For radiative heat transfer, Rosseland diffusion flux model is considered. Following Siegel and Howell (1972) it reduces to following form

$$q_{r} = - \frac{{4\sigma_{1} }}{{3k^{*} }}\frac{{\partial T^{4} }}{\partial y}$$

Here it is supposed that the medium is optically thick and gray; absorbing-emitting, but non-scattering.

We assumed that the temperature variations within the fluid flow are significantly negligible. By expanding \(T^{4}\) using Taylor's series around \(T_{\infty }\) and neglecting higher order terms, we obtain:

$$T^{4} \approx 4T_{\infty }^{3} T - 3T_{\infty }^{4}$$

then

$$q_{r} = \frac{{ - 16\sigma_{1} T_{\infty }^{3} }}{{3k^{*} }}\frac{\partial T}{{\partial y}}$$

Were \(\sigma_{1}\) and \(k^{*}\) are the Stefan-Boltzmann constant and the mean absorption coefficient for radiation respectively.

Solution

Implementing the similarity transformations listed below (Goyal et al.⁵):

$$\begin{gathered} \eta = y\sqrt{\frac{b}{v}} ,\,\,\,\,\,\,\,\,u = bxf^{\prime}(\eta ),\,\,\,\,\,\,\,\,\,\,v = - \sqrt {bv} f(\eta ),\,\,\,\,\,\,\,\, \hfill \\ \phi (\eta ) = \frac{{C - C_{\infty } }}{{C_{w} - C_{\infty } }},\,\,\,\,\,\,\,\,\,\,\theta (\eta ) = \frac{{T - T_{\infty } }}{{T_{m} - T_{\infty } }} \hfill \\ \end{gathered}$$

(6)

Continuity equation is identically self-satisfied. Employing Eq. (6) in (2–4) will result in following non-linear ODE’s:

$$\begin{aligned} & f^{\prime\prime\prime} - f^{{\prime}{2}} + f^{\prime\prime}\,f + \beta_{1} \left( {2f\,f^{\prime}\,f^{\prime\prime} - f\,^{2} f^{\prime\prime\prime}} \right) \\ & \quad + \beta_{2} \left( {f^{{\prime\prime}{2}} - ff^{iv} } \right) - \left\{ {M\sin^{2} \alpha \left( {f^{\prime} + \beta_{1} ff^{\prime\prime}} \right)} \right\} - Kp\,f^{\prime} = 0 \\ \end{aligned}$$

(7)

**Written exercise 1**
Do the statements below agree with the Rosseland flux passage? For each, answer yes or no and quote the words of the passage that decide it.
(a) The medium is assumed to scatter radiation.
(b) The Taylor expansion of \(T^{4}\) keeps only terms up to first order, dropping the rest.
(c) The continuity equation must be handled separately after the transformation is applied.
**Written exercise 2**
Carry the Rosseland flux passage forward from its last line.

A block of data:
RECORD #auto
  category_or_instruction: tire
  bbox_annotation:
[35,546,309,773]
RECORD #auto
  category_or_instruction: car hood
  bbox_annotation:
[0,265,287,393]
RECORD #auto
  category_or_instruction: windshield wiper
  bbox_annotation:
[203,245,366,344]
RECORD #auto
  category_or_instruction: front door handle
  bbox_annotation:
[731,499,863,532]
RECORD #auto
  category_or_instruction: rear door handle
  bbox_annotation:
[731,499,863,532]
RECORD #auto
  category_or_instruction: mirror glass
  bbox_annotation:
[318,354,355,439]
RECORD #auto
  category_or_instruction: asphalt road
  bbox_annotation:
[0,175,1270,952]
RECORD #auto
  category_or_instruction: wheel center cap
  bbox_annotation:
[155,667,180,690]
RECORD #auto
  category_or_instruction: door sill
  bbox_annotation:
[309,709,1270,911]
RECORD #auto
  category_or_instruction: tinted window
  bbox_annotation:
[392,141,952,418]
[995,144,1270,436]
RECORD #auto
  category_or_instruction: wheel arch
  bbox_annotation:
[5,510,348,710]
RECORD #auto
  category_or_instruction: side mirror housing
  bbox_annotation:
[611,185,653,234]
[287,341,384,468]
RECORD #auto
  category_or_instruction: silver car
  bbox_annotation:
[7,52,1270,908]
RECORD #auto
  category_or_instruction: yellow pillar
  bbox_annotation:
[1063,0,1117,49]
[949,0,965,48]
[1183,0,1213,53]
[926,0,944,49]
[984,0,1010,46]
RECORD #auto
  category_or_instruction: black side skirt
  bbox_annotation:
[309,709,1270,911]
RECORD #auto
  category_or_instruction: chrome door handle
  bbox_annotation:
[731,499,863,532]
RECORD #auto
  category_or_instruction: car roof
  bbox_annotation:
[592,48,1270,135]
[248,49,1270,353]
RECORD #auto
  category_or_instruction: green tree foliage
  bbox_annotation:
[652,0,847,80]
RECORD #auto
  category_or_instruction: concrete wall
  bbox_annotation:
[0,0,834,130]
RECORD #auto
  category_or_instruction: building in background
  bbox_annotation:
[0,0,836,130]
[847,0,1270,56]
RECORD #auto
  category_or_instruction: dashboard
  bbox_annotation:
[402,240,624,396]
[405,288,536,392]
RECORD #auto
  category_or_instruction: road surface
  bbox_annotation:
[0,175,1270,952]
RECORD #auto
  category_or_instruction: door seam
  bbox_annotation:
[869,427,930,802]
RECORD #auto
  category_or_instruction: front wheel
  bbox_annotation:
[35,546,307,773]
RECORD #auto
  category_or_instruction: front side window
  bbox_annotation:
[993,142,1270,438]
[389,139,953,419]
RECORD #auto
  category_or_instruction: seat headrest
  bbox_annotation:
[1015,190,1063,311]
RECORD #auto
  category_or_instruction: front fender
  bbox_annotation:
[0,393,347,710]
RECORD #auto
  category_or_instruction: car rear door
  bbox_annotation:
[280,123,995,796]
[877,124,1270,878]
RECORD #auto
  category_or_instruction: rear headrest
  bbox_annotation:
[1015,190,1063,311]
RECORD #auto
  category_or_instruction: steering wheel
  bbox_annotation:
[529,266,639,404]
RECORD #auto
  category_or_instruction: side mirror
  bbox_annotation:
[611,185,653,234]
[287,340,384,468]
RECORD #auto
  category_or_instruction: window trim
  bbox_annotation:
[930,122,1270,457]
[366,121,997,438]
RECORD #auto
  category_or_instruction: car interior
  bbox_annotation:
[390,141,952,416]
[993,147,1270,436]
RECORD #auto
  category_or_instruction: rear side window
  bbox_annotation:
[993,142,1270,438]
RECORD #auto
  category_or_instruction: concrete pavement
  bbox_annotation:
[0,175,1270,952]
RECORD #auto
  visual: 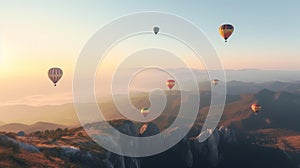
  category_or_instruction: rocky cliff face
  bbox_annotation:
[192,127,237,167]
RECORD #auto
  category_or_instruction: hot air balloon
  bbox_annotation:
[251,103,261,114]
[212,79,219,85]
[139,124,148,135]
[166,79,175,90]
[219,24,234,42]
[141,107,150,117]
[153,27,159,34]
[48,68,63,86]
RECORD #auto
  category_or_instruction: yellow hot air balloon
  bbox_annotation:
[219,24,234,42]
[48,67,63,86]
[166,79,175,90]
[141,107,150,117]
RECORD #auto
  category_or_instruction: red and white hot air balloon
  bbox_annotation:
[48,67,63,86]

**Reply 1**
(a) No: "absorbing-emitting, but non-scattering."
(b) Yes: "neglecting higher order terms"
(c) No: "Continuity equation is identically self-satisfied."

**Reply 2**
$$\begin{aligned} & \theta^{\prime\prime} + A^*f^{\prime} + B^*\theta + \frac{4}{3}R\left[ {\left\{ {(\theta_{w} - 1)\theta + 1} \right\}^{3} \theta ^{\prime\prime} + 3(\theta_{w} - 1)\left\{ {(\theta_{w} - 1)\theta + 1} \right\}^{2} \theta^{{\prime}{2}} } \right] \\ & \quad + \Pr \left( {Ec\,M\,\sin^{2} \alpha f^{{\prime}{2}} + f\theta ^{\prime}} \right) = 0 \\ \end{aligned}$$

(8)

$$\phi ^{\prime\prime} - Sc\,\left( {Kn\,\phi^{n} - f\phi ^{\prime}} \right) = 0$$

(9)

Transformed B.C. are:

BC

$$\begin{aligned} & a\,t\,\,\,\,\eta = 0\,\,\,\,\,\left\{ {\begin{array}{*{20}l} {f^{\prime}(\eta ) = 1 + \delta_{1} f^{\prime\prime}(\eta ),} \hfill \\ {\theta (\eta ) = 1 + \delta_{2} \theta^{\prime}(\eta ),} \hfill \\ {\,\phi (\eta ) = 1 + \delta_{3} \phi^{\prime}(\eta ),} \hfill \\ {f(\eta ) = S - \frac{Me}{{\Pr }}\theta^{\prime},} \hfill \\ \end{array} } \right. \\ & a\,s\,\,\eta \to \infty \,\,\,\left\{ {\begin{array}{*{20}l} {f^{\prime}(\eta ) \to 0,\,\,} \hfill \\ {\theta (\eta ) \to 0,} \hfill \\ {\phi (\eta ) \to 0,} \hfill \\ \end{array} } \right. \\ \end{aligned}$$

(10)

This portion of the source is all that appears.